• **Task goal**
Below are the records; they must be reproduced verbatim.

• **Data for this task**
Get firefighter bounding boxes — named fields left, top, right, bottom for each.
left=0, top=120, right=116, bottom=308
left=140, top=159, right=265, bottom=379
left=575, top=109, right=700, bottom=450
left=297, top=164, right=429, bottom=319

• **Answer area**
Get firefighter bounding boxes — named fields left, top, right, bottom for each.
left=0, top=120, right=116, bottom=308
left=140, top=159, right=265, bottom=379
left=575, top=109, right=700, bottom=450
left=297, top=164, right=429, bottom=319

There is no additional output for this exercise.